Image boundary annotation data
++++++

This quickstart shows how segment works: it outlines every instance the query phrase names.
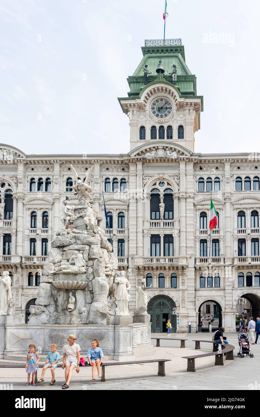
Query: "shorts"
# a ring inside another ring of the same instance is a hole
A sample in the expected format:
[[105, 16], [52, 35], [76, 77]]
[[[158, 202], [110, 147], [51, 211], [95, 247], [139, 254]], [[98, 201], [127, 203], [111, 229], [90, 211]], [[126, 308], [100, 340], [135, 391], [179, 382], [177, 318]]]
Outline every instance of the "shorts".
[[[48, 367], [49, 367], [49, 365], [50, 365], [50, 364], [49, 364], [49, 364], [45, 364], [44, 365], [44, 366], [43, 367], [43, 368], [46, 368], [47, 369], [48, 369]], [[54, 365], [52, 365], [51, 366], [52, 366], [52, 367], [53, 368], [53, 369], [55, 369], [56, 368], [57, 368], [57, 367], [59, 366], [59, 364], [58, 364], [58, 363], [57, 363], [56, 364], [54, 364]], [[51, 369], [51, 368], [50, 368], [50, 369]]]
[[71, 365], [75, 365], [76, 368], [78, 366], [78, 361], [66, 361], [65, 362], [65, 365], [66, 363], [68, 363], [68, 362], [69, 363], [70, 363]]

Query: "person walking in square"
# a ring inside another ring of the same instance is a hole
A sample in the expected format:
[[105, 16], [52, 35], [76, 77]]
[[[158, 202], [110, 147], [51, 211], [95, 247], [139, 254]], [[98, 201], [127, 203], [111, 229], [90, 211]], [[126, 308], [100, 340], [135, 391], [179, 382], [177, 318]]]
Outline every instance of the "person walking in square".
[[98, 370], [98, 378], [101, 378], [100, 364], [103, 359], [104, 355], [99, 346], [99, 342], [97, 339], [93, 339], [91, 340], [91, 347], [88, 351], [87, 357], [92, 367], [92, 379], [96, 379], [95, 371], [96, 367]]
[[257, 317], [256, 320], [256, 323], [255, 323], [255, 334], [256, 334], [256, 336], [255, 337], [255, 344], [257, 344], [258, 336], [260, 332], [260, 319], [259, 317]]
[[33, 343], [31, 343], [29, 345], [29, 352], [27, 354], [25, 365], [25, 369], [27, 372], [27, 382], [25, 384], [26, 387], [30, 385], [30, 378], [31, 374], [33, 374], [32, 385], [33, 387], [35, 387], [35, 372], [39, 367], [38, 363], [39, 360], [40, 358], [39, 355], [36, 352], [36, 346]]
[[65, 368], [65, 383], [62, 386], [63, 389], [70, 387], [70, 383], [72, 377], [72, 371], [76, 368], [76, 372], [79, 372], [81, 347], [75, 343], [77, 338], [75, 334], [70, 334], [67, 339], [68, 344], [63, 347], [63, 364], [62, 369]]
[[48, 368], [50, 369], [51, 372], [51, 381], [49, 384], [49, 385], [53, 385], [56, 382], [55, 380], [55, 369], [59, 366], [59, 361], [61, 359], [60, 354], [58, 352], [56, 352], [58, 345], [55, 343], [53, 343], [50, 345], [50, 352], [49, 352], [46, 358], [45, 365], [43, 368], [41, 377], [38, 381], [38, 384], [41, 384], [44, 382], [44, 374], [45, 372]]
[[249, 332], [249, 339], [251, 344], [255, 344], [255, 336], [254, 333], [255, 331], [255, 322], [253, 320], [252, 317], [250, 317], [250, 320], [247, 326], [247, 333]]
[[172, 324], [171, 323], [171, 320], [169, 319], [168, 319], [168, 322], [167, 322], [167, 324], [166, 324], [166, 327], [167, 327], [167, 334], [169, 336], [169, 334], [172, 333]]

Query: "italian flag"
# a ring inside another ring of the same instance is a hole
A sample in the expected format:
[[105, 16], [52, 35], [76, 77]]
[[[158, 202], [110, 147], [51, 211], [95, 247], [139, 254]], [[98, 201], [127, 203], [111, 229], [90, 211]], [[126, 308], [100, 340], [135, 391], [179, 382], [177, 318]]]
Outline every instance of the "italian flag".
[[215, 229], [217, 224], [217, 214], [211, 198], [210, 198], [210, 224], [211, 230]]
[[164, 13], [163, 15], [164, 19], [164, 20], [165, 19], [166, 19], [166, 18], [167, 18], [168, 16], [168, 13], [167, 13], [167, 10], [166, 10], [167, 9], [167, 2], [166, 1], [166, 0], [165, 0], [165, 12], [166, 13]]

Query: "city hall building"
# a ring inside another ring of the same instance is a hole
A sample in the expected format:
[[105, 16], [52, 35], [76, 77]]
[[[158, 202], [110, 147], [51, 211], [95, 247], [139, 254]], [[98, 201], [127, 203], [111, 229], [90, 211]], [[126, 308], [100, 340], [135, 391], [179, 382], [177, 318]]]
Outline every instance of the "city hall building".
[[[26, 155], [0, 146], [0, 267], [12, 278], [15, 323], [28, 322], [63, 201], [73, 196], [71, 163], [81, 180], [94, 166], [96, 210], [109, 239], [103, 191], [129, 310], [144, 278], [152, 331], [165, 331], [169, 318], [174, 331], [189, 323], [195, 332], [203, 312], [235, 332], [236, 313], [260, 316], [257, 156], [194, 152], [203, 97], [181, 40], [141, 49], [119, 98], [130, 126], [125, 153]], [[211, 193], [218, 221], [210, 236]]]

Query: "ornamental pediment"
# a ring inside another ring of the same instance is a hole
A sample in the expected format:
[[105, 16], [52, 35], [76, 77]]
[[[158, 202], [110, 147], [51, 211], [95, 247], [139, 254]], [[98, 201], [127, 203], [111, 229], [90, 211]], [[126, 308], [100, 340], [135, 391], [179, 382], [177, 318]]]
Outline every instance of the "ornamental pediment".
[[165, 141], [154, 141], [149, 145], [141, 145], [129, 152], [131, 157], [147, 158], [166, 158], [175, 159], [179, 156], [190, 156], [192, 152], [181, 145]]

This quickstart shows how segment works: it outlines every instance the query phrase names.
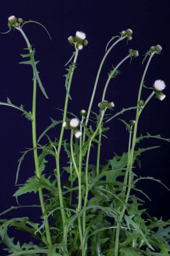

++++++

• _Given instruction_
Find every line in the entries above that contains the word "pediment" and copy those lines.

• _Expected output_
Query: "ornamental pediment"
Outline every instance of the "ornamental pediment".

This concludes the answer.